**TASK PROMPT**
Apart from the pictures, output all of the records exactly.

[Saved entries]
>>>>
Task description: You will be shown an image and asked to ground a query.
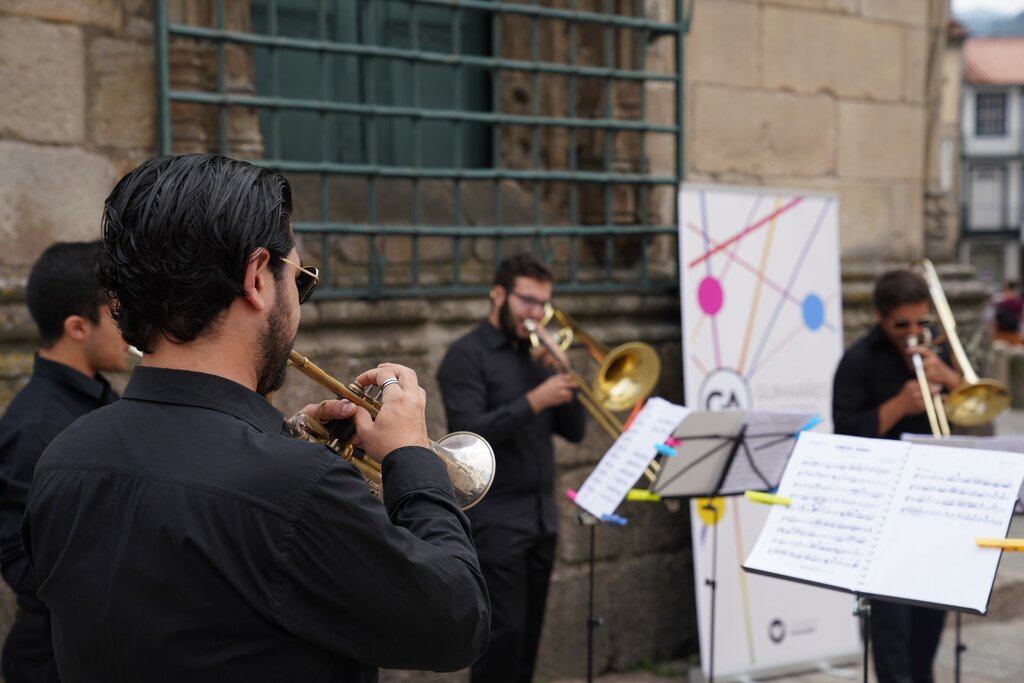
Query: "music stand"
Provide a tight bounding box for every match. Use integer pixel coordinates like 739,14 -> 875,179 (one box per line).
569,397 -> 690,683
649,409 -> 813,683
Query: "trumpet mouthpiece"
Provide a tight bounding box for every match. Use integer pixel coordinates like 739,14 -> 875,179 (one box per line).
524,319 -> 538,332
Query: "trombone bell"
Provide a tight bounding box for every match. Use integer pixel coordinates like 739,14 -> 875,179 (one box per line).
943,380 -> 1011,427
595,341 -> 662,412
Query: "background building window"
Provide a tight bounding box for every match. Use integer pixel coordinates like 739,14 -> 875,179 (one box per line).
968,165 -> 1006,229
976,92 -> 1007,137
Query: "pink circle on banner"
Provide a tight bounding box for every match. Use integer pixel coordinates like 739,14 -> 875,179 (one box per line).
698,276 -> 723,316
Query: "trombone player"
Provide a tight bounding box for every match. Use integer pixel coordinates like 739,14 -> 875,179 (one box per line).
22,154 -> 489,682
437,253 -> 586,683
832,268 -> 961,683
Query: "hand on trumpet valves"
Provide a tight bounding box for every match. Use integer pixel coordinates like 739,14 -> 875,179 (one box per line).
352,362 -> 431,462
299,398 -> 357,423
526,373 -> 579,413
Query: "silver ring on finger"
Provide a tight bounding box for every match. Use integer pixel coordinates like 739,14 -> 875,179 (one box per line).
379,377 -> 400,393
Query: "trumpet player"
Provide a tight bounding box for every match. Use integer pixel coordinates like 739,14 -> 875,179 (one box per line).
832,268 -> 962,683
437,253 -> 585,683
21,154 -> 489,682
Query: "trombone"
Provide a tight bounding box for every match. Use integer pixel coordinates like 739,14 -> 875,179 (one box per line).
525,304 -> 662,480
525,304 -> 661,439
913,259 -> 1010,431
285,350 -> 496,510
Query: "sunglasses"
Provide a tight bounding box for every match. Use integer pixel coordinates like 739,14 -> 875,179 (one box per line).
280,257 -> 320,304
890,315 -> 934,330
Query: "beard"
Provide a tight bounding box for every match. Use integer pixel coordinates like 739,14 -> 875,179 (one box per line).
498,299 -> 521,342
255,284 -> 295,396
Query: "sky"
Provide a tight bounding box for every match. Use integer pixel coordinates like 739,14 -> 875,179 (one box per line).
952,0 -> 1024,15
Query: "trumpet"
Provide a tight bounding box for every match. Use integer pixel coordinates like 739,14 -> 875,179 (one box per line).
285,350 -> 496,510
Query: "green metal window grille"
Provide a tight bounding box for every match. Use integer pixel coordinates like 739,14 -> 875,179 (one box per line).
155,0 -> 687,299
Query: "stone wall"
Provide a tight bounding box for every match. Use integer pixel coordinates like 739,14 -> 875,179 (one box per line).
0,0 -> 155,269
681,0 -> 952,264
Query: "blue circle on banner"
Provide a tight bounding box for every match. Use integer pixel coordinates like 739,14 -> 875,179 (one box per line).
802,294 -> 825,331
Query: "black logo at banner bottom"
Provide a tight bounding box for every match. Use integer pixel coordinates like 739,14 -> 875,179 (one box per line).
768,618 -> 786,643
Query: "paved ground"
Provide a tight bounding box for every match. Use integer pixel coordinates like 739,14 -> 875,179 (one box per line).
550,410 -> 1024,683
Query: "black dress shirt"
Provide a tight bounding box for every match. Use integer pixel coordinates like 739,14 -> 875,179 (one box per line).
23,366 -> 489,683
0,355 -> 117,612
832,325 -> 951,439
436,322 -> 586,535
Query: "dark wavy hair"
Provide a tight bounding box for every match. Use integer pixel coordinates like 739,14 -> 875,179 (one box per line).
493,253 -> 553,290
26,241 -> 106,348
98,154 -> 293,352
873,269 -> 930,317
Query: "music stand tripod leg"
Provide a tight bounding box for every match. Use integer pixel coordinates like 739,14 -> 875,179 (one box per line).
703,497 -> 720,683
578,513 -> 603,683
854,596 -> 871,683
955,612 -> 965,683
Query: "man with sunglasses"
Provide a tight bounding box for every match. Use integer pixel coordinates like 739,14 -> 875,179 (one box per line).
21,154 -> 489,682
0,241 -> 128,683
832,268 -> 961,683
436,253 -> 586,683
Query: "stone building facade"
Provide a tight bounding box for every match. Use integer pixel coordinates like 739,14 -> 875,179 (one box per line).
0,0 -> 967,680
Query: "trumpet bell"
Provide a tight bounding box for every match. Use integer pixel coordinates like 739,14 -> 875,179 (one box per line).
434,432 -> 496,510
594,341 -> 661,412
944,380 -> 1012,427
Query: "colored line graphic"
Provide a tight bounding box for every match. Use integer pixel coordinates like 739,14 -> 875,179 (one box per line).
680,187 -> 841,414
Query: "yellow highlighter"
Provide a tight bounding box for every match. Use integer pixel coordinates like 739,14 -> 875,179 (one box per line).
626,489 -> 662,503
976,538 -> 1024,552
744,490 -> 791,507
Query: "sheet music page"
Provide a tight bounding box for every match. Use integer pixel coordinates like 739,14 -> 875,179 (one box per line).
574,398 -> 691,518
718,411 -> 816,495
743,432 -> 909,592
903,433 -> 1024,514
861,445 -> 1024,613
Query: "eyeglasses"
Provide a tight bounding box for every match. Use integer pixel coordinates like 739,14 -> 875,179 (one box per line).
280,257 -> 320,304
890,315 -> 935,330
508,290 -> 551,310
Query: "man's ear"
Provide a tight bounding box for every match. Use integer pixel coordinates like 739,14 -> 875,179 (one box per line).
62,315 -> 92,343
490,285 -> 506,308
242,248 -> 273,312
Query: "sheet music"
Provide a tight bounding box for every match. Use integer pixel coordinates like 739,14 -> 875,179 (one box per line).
<<<<
**EXERCISE SOLUTION**
Task description: You will be shown an image and asked to ground a query.
Query: "music stand"
Provide a tight bounding box for every match. Use integer pixel coordinates like 739,14 -> 875,179 (one box per line).
569,397 -> 690,683
649,409 -> 813,683
Query: "trumpet mouthpiece"
Provide a tight bounding box for every match. Use integer pixel coordinates like 739,14 -> 875,179 (one box per line).
524,319 -> 538,332
Query: "trombone bell"
Provide a tight bounding box for every match. Use integer pixel coordinates like 739,14 -> 875,179 (one box per line).
943,380 -> 1011,427
595,341 -> 662,412
Query: "background building window"
Provide a tight bounding box for every match. Use integer pixel coordinates like 739,14 -> 875,179 (one box per line).
968,165 -> 1006,229
976,92 -> 1007,137
Query: "pink circle on banner"
Provide a tight bounding box for every match. Use integer pixel coordinates like 739,14 -> 875,179 (one box per line).
698,276 -> 723,316
Query: "trombone player"
Provide a tight bounding box for every match. Use integer pixel coordinates like 739,14 -> 875,179 (one box per line).
22,154 -> 489,682
437,253 -> 586,683
832,268 -> 961,683
Query: "hand on trumpet valves"
Provide a tight bounding box for every match. Use integer pixel coordinates like 739,14 -> 875,179 (one box per line).
352,362 -> 431,462
299,398 -> 357,423
526,373 -> 579,413
Query: "silver ring on finger"
Provide a tight bounding box for every match. Use integer pixel coordinates like 739,14 -> 875,179 (one box per line).
379,377 -> 400,393
Query: "trumpet player"
Provide a tight bounding box for every match. Use integer pixel coordinates like 739,14 -> 875,179 (one box per line).
832,268 -> 962,683
437,253 -> 585,683
21,154 -> 489,682
Query: "trombone"
Provide a tight bounding box for every match. Use integer pixel coordinates like 739,14 -> 875,179 (one box per line).
525,304 -> 662,480
525,304 -> 661,439
913,259 -> 1010,431
285,350 -> 496,510
Query: "sunglasses"
Provide a tight bounding box for every match. Use integer pixel coordinates like 739,14 -> 875,179 (one box per line).
280,257 -> 320,304
890,315 -> 934,330
Query: "beard"
Provide a tight bounding box for every match. Use integer pixel coordinates like 739,14 -> 875,179 (one box per line).
498,299 -> 521,342
255,284 -> 295,396
Query: "sky"
Provide a tight bounding box for every match. Use integer pixel coordinates like 739,14 -> 875,179 (one box per line).
952,0 -> 1024,15
Query: "trumpet"
Provide a tight bounding box for every match. Use integer pixel coordinates like 739,14 -> 875,179 (one box per line).
285,350 -> 496,510
Query: "green metal window grille"
Provide a tight bounding box for every match. Use integer pixel coordinates like 739,14 -> 875,179 (one box per line).
155,0 -> 687,299
Query: "stone wall"
Provide a tight bounding box for every match. Use integer pixel coordinates like 739,14 -> 875,179 (one box per line).
0,0 -> 155,269
681,0 -> 952,264
Query: "blue circle on banner"
Provide a tight bounding box for every match. Use integer pixel coordinates like 739,14 -> 875,179 (one box per line).
802,294 -> 825,331
Query: "black logo at banner bottom"
Provide a tight bounding box for every match. Use integer pixel coordinates like 739,14 -> 875,179 (one box per line).
768,618 -> 786,643
Query: "paved ground"
Provide a tight bounding box for every match. Use integer pixel coordinates like 739,14 -> 875,179 (one box per line).
550,410 -> 1024,683
Query: "black dress shirt"
Provide a tight bounding box for every match. Use integer pixel coordinates like 739,14 -> 875,179 (one box per line).
23,366 -> 489,683
0,355 -> 117,612
832,325 -> 951,439
436,322 -> 586,535
Query: "dark wavy hair"
Provide a tight bounding box for every match. Use integer pixel coordinates like 739,14 -> 875,179 (one box per line).
493,253 -> 553,290
26,241 -> 106,348
98,154 -> 293,352
873,269 -> 930,317
Query: "music stand tripod leg"
Provide a tight bounding box for every match. Use integer pixel coordinates like 739,14 -> 875,179 (one box per line).
703,497 -> 720,683
578,513 -> 603,683
854,596 -> 871,683
955,612 -> 965,683
Query: "man with sunglasses"
Provide a tight bounding box for every match. Use integer pixel coordinates like 739,14 -> 875,179 (one box per line).
21,154 -> 489,682
0,241 -> 128,683
832,268 -> 961,683
436,253 -> 586,683
Query: "stone building facade"
Provide a tight bounding box for every match. Use integer pixel coordinates like 739,14 -> 875,179 (one box per line).
0,0 -> 967,680
Query: "trumpet bell"
Provide a tight bounding box for every match. Use integer pixel coordinates like 739,14 -> 875,179 (one box per line).
434,432 -> 496,510
594,341 -> 661,412
944,380 -> 1012,427
Query: "colored line graphic"
Provide a tight bounding box for every match. Use integer pixel coordinates like 739,14 -> 875,179 (one box per line).
680,187 -> 841,414
Query: "yellow highlighter"
Provide a tight bounding box for every match. Use integer pixel coordinates like 739,14 -> 875,179 (one box per line).
626,489 -> 662,503
976,538 -> 1024,552
744,490 -> 791,507
Query: "sheet music page"
Provide a tight bounding box for every match. Use integer pixel coordinates like 739,14 -> 875,179 (one box per line).
574,398 -> 691,518
718,411 -> 816,495
743,432 -> 909,592
903,433 -> 1024,514
861,445 -> 1024,613
Query: "eyeglasses"
Provide a tight bounding box for every match. Use integer pixel coordinates like 739,14 -> 875,179 (one box per line).
280,257 -> 320,304
890,315 -> 935,330
508,290 -> 551,310
Query: "man's ear"
Provide a tight bounding box for every match. Use integer pixel coordinates like 739,14 -> 875,179 (one box per line).
62,315 -> 92,343
490,285 -> 506,308
242,248 -> 273,312
Query: "sheet music"
Provide a tight bounding box for every match. Use integer pixel coordinates like 739,14 -> 875,179 (one box per line).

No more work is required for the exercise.